En 1913, Paul Poiret dio un ciclo de conferencias en Estados Unidos. Parecía un déspota, decía, sólo porque sabía leer los deseos secretos de las mujeres que se consideraban a sí mismas esclavas. Tenía antenas que le permitían anticipar y leer las «intenciones secretas» de la propia moda. «No os hablo como amo, sino como un esclavo deseoso de adivinar vuestros pensamientos secretos.» La moda, como el inconsciente, «hace lo que quiere, sin importar qué. Incluso tiene, en todo momento, derecho a autocontradecirse y a tomar el bando opuesto a las decisiones que tomó el día anterior» [52]. En esta dialéctica de amo y esclavo (similar a la del analista y el analizado, como nos ha recordado Lacan), el amo es esclavo de los deseos del esclavo, porque puede leer ese deseo por sus indicaciones sintomáticas, y se ve, asimismo, atraído por su «influencia astral». Tomada al pie de la letra, la observación de Poiret es, simplemente, una forma de autojustificarse, asignando el poder al consumidor, y no al productor, en una economía de mercado. Pero, en un plano más profundo, nos recuerda que la fascinación perversa de un productor por los escenarios de Oriente puede corresponder, en grado significativo, al deseo de las mujeres de remodelar su propio cuerpo, de darle un nuevo significado. En último término, la escenografía que Poiret dio a la dialéctica hegeliana sólo puede superarse cuando la esclava sabe leer y escribir los signos de su propio deseo.
[1]La traducción de Mardrus la menciona Marcel Proust; la madre del narrador lamenta habérsela dado a su hijo. Cocteau también se vio influido. En 1906 sacó una revista poética de corta vida llamada Scheherazade, con una portada del ilustrador de Poiret, Iribe, que mostraba a una sultana desnuda.
• • •
TAREAS ->
(a) Responde a estas preguntas sobre el texto:
(i) ¿En qué año dio Paul Poiret un ciclo de conferencias en Estados Unidos?
(ii) ¿Cómo se llamaba la revista poética que Cocteau sacó en 1906?
(iii) ¿Quién era el ilustrador de Poiret?
(b) Vuelve a escribir el fragmento del texto que empieza con "[1]La traducción de" y sigue hasta "una sultana desnuda.", llamando "publicación poética" a lo que allí se llama "revista poética".
• • •
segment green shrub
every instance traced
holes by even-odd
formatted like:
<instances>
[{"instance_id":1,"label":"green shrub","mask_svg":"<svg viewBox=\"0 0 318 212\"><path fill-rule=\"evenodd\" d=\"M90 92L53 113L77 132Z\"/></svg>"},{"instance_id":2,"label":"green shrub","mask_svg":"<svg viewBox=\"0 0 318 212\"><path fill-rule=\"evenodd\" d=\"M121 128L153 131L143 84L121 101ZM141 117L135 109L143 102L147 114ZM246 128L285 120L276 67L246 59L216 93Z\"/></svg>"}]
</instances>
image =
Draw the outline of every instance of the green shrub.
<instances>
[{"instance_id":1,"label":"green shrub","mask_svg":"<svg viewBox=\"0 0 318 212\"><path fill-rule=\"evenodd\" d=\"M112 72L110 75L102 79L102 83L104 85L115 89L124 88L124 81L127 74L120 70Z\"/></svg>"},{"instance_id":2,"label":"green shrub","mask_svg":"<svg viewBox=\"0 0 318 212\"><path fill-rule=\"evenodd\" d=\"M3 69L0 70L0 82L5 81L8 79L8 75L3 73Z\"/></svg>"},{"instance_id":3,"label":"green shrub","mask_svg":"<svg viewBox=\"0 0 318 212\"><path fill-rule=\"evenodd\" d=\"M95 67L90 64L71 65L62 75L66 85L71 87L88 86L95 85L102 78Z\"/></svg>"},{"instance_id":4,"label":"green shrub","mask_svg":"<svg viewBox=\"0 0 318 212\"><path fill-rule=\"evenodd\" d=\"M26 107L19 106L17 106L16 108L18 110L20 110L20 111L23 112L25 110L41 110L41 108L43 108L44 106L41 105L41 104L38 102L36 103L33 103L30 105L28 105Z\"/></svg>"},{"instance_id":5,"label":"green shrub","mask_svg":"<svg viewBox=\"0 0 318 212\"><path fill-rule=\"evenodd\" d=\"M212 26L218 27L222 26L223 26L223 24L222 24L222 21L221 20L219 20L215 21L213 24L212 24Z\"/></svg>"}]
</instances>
• • •
RESPUESTAS DADAS ->
(a)
(i) En 1913.
(ii) Scheherazade.
(iii) Iribe.

(b)
[1]La traducción de Mardrus la menciona Marcel Proust; la madre del narrador lamenta habérsela dado a su hijo. Cocteau también se vio influido. En 1906 sacó una publicación poética de corta vida llamada Scheherazade, con una portada del ilustrador de Poiret, Iribe, que mostraba a una sultana desnuda.